Soal Latihan: Tuliskan kembali semua bagian teks bacaan di bawah, mulai dari "BELAJAR PARENTING DARI" terus sampai "di seluruh dunia.", tanpa mengubah satu huruf pun.

Teks Bacaan:
-=-=-=-=-
Selasa, 08 November 2011

BELAJAR PARENTING DARI NABI IBRAHIM

(Inspirasi dari khutbah Ied: H. Tb. Ace Hasan Sadzily, SAg., MSI.)
Nabi Ibrahim termenung memikirkan mimpi semalam. Tiga hari berturut-turut beliau bermimpi. Mimpi yang persis sama dan..luarbiasa: meng-qurbankan anak semata wayang, Ismail.
Dengan tekad yang mantap, pergilah sang Nabi ke kota Mekah. Kunjungan kali ini mengemban tugas berat. Setelah bertemu Ismail dan melepas rasa rindu, Nabi Ibrahim mengajak anaknya berbicara. Dengan merendahkan suara beliau bertanya:
“Anakku, sesungguhnya dalam mimpi aku melihat bahwa aku telah  menyembelihmu. Maka pikirkanlah, dan apa pendapatmu?”[1]
Kita telah mengetahui jawaban Ismail kecil. Bahkan kisah itu telah diabadikan di al Qur’an. Sejarah pun telah mencatat dan mengabadikannya dalam bentuk ritual ibadah yang dilakukan jutaan umat Islam di seluruh dunia.
--------------------------------
Kita bisa belajar dari Nabi Ibrahim tentang berkomunikasi dan memahami seorang anak. Alih-alih bertindak otoriter dengan dalih sebagai orangtua yang harus dihormati dan membawa amanah Tuhan, beliau berlaku lembut dan menghargai eksistensi seorang anak. Nabi Ibrahim justru meminta pendapat sang anak tentang ‘masa depannya’.
-=-=-=-=-
Catatan Mentah:
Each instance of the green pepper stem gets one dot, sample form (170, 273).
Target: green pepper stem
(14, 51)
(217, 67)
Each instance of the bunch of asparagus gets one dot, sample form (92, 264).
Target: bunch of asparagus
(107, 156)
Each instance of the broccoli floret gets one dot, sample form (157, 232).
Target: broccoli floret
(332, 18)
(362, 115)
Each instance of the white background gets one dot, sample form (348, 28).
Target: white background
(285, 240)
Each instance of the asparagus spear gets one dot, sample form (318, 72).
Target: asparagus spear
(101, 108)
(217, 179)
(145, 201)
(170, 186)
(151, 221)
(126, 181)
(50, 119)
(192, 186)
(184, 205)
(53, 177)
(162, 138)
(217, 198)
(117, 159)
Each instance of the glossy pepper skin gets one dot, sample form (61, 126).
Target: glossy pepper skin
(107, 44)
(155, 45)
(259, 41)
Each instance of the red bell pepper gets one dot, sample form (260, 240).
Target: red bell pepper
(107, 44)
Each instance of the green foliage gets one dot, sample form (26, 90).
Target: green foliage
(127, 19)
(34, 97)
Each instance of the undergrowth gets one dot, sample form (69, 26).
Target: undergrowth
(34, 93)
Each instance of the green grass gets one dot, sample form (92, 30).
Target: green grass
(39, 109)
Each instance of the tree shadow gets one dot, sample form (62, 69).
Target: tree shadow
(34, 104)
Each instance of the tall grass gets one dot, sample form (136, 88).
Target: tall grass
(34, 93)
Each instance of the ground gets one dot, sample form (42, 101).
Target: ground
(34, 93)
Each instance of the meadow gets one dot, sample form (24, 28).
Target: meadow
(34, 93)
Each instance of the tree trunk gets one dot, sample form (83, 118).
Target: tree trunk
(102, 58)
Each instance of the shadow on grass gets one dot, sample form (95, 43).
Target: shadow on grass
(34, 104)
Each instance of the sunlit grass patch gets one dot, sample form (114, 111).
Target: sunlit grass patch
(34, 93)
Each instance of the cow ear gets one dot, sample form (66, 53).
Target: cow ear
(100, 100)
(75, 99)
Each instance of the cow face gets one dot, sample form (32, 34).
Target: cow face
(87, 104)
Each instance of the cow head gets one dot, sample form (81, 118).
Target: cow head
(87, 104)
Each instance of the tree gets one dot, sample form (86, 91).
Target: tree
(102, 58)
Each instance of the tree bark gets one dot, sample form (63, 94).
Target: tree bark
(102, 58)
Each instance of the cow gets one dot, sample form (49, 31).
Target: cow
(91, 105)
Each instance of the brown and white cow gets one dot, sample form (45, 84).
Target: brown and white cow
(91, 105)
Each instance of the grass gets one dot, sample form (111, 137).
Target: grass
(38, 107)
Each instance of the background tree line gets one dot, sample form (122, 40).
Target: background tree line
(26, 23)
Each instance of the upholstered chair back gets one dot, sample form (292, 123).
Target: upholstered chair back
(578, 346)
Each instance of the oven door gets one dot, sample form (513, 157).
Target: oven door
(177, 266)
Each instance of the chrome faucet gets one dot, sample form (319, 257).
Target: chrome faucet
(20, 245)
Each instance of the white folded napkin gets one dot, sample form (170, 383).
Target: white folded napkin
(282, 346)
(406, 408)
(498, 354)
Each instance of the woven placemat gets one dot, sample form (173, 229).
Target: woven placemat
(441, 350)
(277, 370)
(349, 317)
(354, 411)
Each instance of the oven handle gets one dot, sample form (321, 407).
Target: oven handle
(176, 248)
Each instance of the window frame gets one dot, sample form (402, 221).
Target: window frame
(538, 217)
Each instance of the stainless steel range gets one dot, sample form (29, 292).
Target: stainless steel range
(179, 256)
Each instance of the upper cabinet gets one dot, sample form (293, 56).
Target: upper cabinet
-=-=-=-=-
Jawaban Soal:
BELAJAR PARENTING DARI NABI IBRAHIM

(Inspirasi dari khutbah Ied: H. Tb. Ace Hasan Sadzily, SAg., MSI.)
Nabi Ibrahim termenung memikirkan mimpi semalam. Tiga hari berturut-turut beliau bermimpi. Mimpi yang persis sama dan..luarbiasa: meng-qurbankan anak semata wayang, Ismail.
Dengan tekad yang mantap, pergilah sang Nabi ke kota Mekah. Kunjungan kali ini mengemban tugas berat. Setelah bertemu Ismail dan melepas rasa rindu, Nabi Ibrahim mengajak anaknya berbicara. Dengan merendahkan suara beliau bertanya:
“Anakku, sesungguhnya dalam mimpi aku melihat bahwa aku telah  menyembelihmu. Maka pikirkanlah, dan apa pendapatmu?”[1]
Kita telah mengetahui jawaban Ismail kecil. Bahkan kisah itu telah diabadikan di al Qur’an. Sejarah pun telah mencatat dan mengabadikannya dalam bentuk ritual ibadah yang dilakukan jutaan umat Islam di seluruh dunia.